EXTRAIT DU TEXTE -

Les élections législatives de 2007 et leur taux d’abstention record ont prouvé à quel point l’issue d’un scrutin peut changer lorsque les conditions de transparence sont réunies. Précisément ce que les autorités ont toujours tenté d’éviter.
S’abstenir de voter, c’est aussi une façon de voter. La sociologie électorale fait néanmoins une distinction entre l’abstention active et l’abstention technique. La première est intentionnelle : l’électeur décide d’exprimer son indifférence au processus électoral ou son désaccord avec les candidatures proposées, voire, dans les cas extrêmes, son opposition au système lui-même. L’abstention technique, en revanche, ne dépend pas de la volonté de l’électeur. Elle est la conséquence d’erreurs d’inscription ou de listes incomplètes pour cause de non émission de la CIN. Parfois, l’électeur ne peut tout bonnement pas se rendre aux urnes pour des raisons de climat, de transport ou encore de travaux agricoles qui ne peuvent pas attendre.

OBJECTIFS -
#1 Reproduisez le passage de l'extrait sur l'abstention électorale situé entre « Les élections législatives » et « toujours tenté d’éviter. », ces deux bornes comprises.
#2 D'après l'extrait sur l'abstention électorale, entre quelles deux formes d'abstention la sociologie électorale fait-elle une distinction ?
Les enregistrements qui suivent n'ont aucun lien avec l'extrait sur l'abstention électorale.

DONNÉES FOURNIES -

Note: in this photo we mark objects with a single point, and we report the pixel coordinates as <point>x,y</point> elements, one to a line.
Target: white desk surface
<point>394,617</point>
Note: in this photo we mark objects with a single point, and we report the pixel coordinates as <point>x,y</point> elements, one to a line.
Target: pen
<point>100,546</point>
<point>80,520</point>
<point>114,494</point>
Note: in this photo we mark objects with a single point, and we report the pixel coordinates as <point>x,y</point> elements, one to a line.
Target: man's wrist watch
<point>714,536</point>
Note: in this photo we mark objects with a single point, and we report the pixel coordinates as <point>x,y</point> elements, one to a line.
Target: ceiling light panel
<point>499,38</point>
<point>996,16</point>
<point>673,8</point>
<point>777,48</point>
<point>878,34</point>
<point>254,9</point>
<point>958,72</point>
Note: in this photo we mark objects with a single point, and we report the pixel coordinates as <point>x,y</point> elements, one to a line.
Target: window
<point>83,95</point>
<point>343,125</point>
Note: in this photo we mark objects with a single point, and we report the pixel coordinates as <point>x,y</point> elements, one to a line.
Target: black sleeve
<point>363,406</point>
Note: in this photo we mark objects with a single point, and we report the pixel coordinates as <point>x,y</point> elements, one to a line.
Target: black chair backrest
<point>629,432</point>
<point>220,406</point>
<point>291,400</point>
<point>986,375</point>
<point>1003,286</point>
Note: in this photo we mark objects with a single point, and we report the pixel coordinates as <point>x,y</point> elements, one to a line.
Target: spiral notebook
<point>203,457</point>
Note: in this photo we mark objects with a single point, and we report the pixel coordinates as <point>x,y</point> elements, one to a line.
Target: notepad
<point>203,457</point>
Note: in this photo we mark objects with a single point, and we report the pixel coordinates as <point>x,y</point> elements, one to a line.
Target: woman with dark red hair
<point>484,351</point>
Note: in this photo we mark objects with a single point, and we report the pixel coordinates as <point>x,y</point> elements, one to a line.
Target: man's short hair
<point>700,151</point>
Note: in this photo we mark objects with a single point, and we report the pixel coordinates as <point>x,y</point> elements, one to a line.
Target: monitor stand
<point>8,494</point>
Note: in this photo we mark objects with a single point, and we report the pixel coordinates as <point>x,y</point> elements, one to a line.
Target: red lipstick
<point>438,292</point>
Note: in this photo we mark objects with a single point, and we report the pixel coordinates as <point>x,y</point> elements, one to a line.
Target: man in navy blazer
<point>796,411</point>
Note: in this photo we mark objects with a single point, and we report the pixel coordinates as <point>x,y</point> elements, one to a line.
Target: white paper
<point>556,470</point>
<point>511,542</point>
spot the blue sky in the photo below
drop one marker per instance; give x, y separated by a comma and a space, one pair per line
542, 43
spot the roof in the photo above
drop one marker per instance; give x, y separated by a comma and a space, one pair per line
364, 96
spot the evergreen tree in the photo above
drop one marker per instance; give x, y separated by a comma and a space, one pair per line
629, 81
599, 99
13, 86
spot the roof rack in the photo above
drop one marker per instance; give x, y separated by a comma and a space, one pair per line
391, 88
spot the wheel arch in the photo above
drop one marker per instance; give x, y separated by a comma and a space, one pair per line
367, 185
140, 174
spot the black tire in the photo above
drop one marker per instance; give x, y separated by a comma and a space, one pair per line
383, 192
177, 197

RÉPONSES PAR TÂCHE -
#1
Les élections législatives de 2007 et leur taux d’abstention record ont prouvé à quel point l’issue d’un scrutin peut changer lorsque les conditions de transparence sont réunies. Précisément ce que les autorités ont toujours tenté d’éviter.

#2 L'abstention active et l'abstention technique.